━━ Entries provided
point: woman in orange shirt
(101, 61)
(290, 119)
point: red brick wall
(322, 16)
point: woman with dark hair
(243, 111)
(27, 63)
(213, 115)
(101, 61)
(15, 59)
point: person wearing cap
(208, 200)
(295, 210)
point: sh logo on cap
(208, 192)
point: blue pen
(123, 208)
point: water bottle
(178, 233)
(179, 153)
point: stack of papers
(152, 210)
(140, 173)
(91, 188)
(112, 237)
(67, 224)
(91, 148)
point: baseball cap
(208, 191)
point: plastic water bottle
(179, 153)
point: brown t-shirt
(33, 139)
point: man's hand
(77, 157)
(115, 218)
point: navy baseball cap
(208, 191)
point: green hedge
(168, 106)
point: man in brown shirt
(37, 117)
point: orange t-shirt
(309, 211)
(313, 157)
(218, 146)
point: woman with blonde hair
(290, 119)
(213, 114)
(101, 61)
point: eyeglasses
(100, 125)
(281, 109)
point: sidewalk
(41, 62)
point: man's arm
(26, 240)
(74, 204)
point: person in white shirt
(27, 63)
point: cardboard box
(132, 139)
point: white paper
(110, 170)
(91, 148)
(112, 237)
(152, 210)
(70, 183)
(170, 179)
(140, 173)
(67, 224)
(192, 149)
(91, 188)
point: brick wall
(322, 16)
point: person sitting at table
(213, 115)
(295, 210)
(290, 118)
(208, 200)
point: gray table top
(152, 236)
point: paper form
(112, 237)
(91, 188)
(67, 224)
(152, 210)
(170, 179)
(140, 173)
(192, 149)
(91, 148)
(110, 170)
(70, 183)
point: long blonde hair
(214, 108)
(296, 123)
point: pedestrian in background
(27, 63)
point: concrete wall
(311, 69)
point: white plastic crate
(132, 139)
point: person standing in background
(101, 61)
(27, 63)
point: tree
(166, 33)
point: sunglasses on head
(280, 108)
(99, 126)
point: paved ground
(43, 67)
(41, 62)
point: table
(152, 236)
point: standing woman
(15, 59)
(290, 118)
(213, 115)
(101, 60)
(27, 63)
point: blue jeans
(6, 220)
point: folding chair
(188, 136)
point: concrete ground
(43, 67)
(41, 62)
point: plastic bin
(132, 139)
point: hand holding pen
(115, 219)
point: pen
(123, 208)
━━━━
:: Requirement ::
Rewrite all of the entries above as a single numbered list, leaving out any blank lines.

:: Worked answer ::
1. point: woman in orange shirt
2. (101, 61)
3. (290, 119)
4. point: red brick wall
5. (322, 16)
6. point: woman with dark hair
7. (243, 111)
8. (27, 63)
9. (213, 115)
10. (101, 61)
11. (15, 59)
12. point: person wearing cap
13. (208, 200)
14. (295, 210)
15. point: sh logo on cap
16. (208, 192)
17. point: blue pen
18. (123, 208)
19. point: water bottle
20. (178, 233)
21. (179, 153)
22. point: stack of papers
23. (152, 210)
24. (140, 173)
25. (91, 188)
26. (112, 237)
27. (67, 224)
28. (91, 148)
29. point: baseball cap
30. (208, 191)
31. point: plastic water bottle
32. (179, 153)
33. point: brown t-shirt
34. (33, 139)
35. point: man's hand
36. (77, 157)
37. (115, 218)
38. point: navy baseball cap
39. (208, 191)
40. point: green hedge
41. (168, 106)
42. point: man in brown shirt
43. (37, 117)
44. point: orange t-shirt
45. (309, 211)
46. (313, 157)
47. (218, 146)
48. point: woman with blonde hair
49. (290, 119)
50. (213, 114)
51. (101, 61)
52. point: eyeglasses
53. (100, 125)
54. (281, 109)
55. point: sidewalk
56. (41, 62)
57. point: man's arm
58. (26, 240)
59. (74, 204)
60. point: person in white shirt
61. (27, 63)
62. point: cardboard box
63. (132, 139)
64. point: white paper
65. (110, 170)
66. (91, 148)
67. (112, 237)
68. (152, 210)
69. (70, 183)
70. (170, 179)
71. (140, 173)
72. (67, 224)
73. (192, 149)
74. (91, 188)
75. point: brick wall
76. (322, 16)
77. point: person sitting at table
78. (213, 115)
79. (295, 210)
80. (290, 118)
81. (208, 200)
82. point: gray table top
83. (152, 236)
84. point: paper form
85. (112, 237)
86. (91, 188)
87. (67, 224)
88. (152, 210)
89. (170, 179)
90. (140, 173)
91. (192, 149)
92. (91, 148)
93. (110, 170)
94. (70, 183)
95. point: long blonde hair
96. (214, 108)
97. (296, 123)
98. point: pedestrian in background
99. (27, 63)
100. point: concrete wall
101. (311, 69)
102. point: white plastic crate
103. (132, 139)
104. point: person standing in background
105. (101, 61)
106. (27, 63)
107. point: tree
108. (166, 33)
109. point: sunglasses on head
110. (280, 108)
111. (99, 126)
112. point: paved ground
113. (43, 67)
114. (41, 62)
115. point: table
116. (152, 236)
117. point: standing woman
118. (15, 59)
119. (290, 118)
120. (213, 115)
121. (101, 60)
122. (27, 63)
123. point: blue jeans
124. (6, 220)
125. point: folding chair
126. (188, 136)
127. point: concrete ground
128. (43, 67)
129. (41, 62)
130. point: plastic bin
131. (132, 139)
132. point: hand holding pen
133. (115, 219)
134. point: pen
135. (123, 208)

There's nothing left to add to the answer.